For each statement below, say whether it agrees with the thread about the Requiem: Bloodymare download, answering yes or no and quoting the words of the thread that decide it.
1. The poster downloaded the game with FlashGet.
2. The extraction box reports a CRC failure in engine32.cab.
3. Running the file as an administrator solved the problem.

Extract to read.
+++++
# Requiem: Bloodymare - Corrupt DL



## Hayds510 (Jan 18, 2009)

Hey i saw some videos of this game (requiem:Bloodymare) so i thought i'd try it, patiently waited like 50 hours.. (connections horrible at the moment) and when i go to open it or run it or whatever, it looks as if its unpackaging all the files in winRAR and setting itself up.. then all of a sudden i see these errors, and it tells me to "download it again and re-try the installation" not the exact words but more or less thats what it tells me to do. Now c'mon i waited 50 hrs :s anyway, my question here is what went wrong? its a hard one to answer but i'll try give as much info as i can acknowledge to be usefull with my limited understanding. 

Here is where i downloaded the game (official site)
http://www.playrequiem.com/game/ClientDownload.aspx

i downloaded it through FlashGet
http://www.flashget.com/index_en.htm

heres what it shows in the winRAR self extracting box when i click the file:

Extracting Thumbs.db
Extracting data1.cab
Extracting data1.hdr
Extracting data2.cab
*CRC failed in data2.cab*
Extracting data3.cab
*CRC failed in data3.cab*
Extracting engine32.cab
Extracting layout.bin
Extracting setup.bmp
Extracting setup.exe
Extracting setup.ibt
Extracting setup.ini

thats when it brings up the "Some installation files are corrupt. please download a fresh copy and re-try the installation" (it says that as if its a peice of cake :upset

i've tried a few things like exporting the file from flashGet to elsewhere and opening it... running the file as an administrator.. still gettn the same greif though.
+++++
Image point grounding data
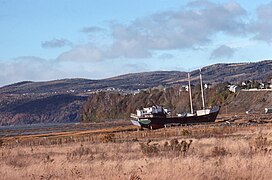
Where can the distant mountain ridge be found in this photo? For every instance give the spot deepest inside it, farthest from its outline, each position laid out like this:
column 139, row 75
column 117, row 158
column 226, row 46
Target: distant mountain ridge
column 64, row 100
column 217, row 73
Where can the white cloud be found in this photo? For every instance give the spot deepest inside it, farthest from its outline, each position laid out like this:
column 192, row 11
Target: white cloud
column 86, row 53
column 193, row 26
column 55, row 43
column 222, row 51
column 263, row 25
column 91, row 29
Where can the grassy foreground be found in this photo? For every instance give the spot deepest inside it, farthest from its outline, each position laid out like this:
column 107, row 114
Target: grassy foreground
column 174, row 153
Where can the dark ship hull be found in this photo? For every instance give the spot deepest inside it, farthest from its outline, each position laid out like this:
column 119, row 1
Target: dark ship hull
column 159, row 122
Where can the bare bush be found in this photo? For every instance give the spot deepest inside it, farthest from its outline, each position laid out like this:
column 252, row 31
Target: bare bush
column 79, row 153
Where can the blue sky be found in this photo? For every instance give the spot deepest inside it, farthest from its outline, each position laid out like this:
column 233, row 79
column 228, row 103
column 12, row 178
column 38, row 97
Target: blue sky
column 45, row 40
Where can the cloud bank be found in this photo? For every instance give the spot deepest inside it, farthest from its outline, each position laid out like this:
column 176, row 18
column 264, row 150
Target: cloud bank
column 192, row 26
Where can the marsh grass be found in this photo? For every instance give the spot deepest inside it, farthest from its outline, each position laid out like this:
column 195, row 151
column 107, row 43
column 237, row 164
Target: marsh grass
column 233, row 154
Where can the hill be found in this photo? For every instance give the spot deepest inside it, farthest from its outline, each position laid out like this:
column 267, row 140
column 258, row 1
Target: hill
column 30, row 102
column 217, row 73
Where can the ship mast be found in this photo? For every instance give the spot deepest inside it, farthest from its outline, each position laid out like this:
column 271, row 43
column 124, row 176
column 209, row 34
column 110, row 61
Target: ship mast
column 190, row 93
column 202, row 91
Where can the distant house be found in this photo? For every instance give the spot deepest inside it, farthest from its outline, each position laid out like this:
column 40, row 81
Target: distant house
column 262, row 86
column 207, row 86
column 234, row 88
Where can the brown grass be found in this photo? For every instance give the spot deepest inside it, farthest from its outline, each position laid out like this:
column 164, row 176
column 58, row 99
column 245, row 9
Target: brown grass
column 174, row 153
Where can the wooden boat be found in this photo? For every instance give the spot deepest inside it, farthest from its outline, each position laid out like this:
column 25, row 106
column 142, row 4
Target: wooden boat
column 157, row 117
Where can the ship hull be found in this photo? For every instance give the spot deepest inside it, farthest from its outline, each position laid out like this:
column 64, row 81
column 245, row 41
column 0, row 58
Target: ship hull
column 159, row 122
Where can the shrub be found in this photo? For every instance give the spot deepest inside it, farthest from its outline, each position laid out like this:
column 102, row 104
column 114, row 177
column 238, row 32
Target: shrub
column 149, row 150
column 219, row 151
column 79, row 153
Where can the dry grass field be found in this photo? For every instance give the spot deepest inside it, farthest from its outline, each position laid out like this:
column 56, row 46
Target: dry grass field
column 193, row 152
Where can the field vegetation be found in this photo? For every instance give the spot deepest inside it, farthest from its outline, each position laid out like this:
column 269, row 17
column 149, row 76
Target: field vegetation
column 192, row 152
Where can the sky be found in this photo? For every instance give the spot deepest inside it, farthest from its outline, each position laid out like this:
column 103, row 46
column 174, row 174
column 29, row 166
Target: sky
column 44, row 40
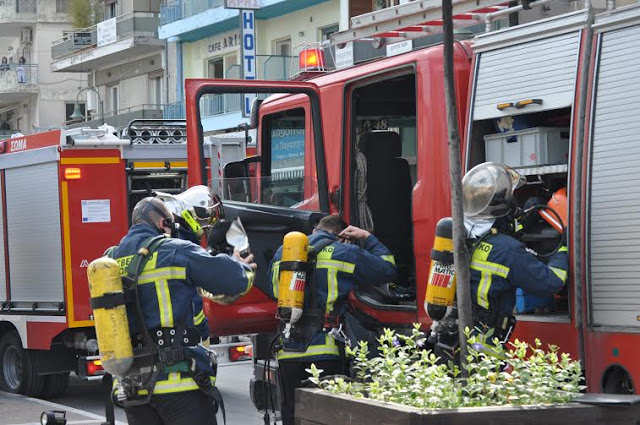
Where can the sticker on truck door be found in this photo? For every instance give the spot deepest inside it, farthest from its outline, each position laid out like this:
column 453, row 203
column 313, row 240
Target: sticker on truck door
column 96, row 211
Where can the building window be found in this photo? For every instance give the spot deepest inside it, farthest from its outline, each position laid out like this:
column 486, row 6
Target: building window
column 70, row 107
column 26, row 6
column 327, row 31
column 62, row 6
column 216, row 68
column 155, row 90
column 283, row 47
column 114, row 98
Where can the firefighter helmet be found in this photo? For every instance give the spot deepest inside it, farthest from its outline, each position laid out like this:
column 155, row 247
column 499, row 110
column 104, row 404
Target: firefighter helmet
column 196, row 208
column 154, row 212
column 488, row 190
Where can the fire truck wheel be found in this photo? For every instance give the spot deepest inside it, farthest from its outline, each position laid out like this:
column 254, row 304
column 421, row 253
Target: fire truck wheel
column 18, row 373
column 55, row 385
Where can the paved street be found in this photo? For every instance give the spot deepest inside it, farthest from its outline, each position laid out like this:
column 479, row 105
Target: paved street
column 233, row 382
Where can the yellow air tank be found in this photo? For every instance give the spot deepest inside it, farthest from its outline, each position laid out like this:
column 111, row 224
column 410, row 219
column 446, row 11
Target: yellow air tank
column 110, row 316
column 293, row 277
column 441, row 287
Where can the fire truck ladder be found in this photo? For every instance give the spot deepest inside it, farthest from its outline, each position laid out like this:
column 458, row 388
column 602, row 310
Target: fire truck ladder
column 424, row 17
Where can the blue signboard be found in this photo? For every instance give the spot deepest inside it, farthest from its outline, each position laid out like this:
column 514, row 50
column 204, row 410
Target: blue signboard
column 287, row 148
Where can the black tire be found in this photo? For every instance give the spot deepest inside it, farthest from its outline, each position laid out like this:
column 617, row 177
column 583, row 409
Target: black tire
column 55, row 385
column 618, row 381
column 18, row 368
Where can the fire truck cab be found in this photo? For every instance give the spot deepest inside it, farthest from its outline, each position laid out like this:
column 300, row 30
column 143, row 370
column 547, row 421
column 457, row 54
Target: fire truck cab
column 65, row 197
column 552, row 98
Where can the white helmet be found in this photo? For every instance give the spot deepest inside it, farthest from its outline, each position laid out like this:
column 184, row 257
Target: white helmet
column 197, row 203
column 488, row 189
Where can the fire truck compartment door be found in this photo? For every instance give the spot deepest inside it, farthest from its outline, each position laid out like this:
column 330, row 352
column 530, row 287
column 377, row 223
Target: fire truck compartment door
column 614, row 218
column 34, row 234
column 543, row 69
+++++
Task answer.
1. Yes: "i downloaded it through FlashGet"
2. No: the failures it reports are "CRC failed in data2.cab" and "CRC failed in data3.cab"
3. No: "running the file as an administrator.. still gettn the same greif though."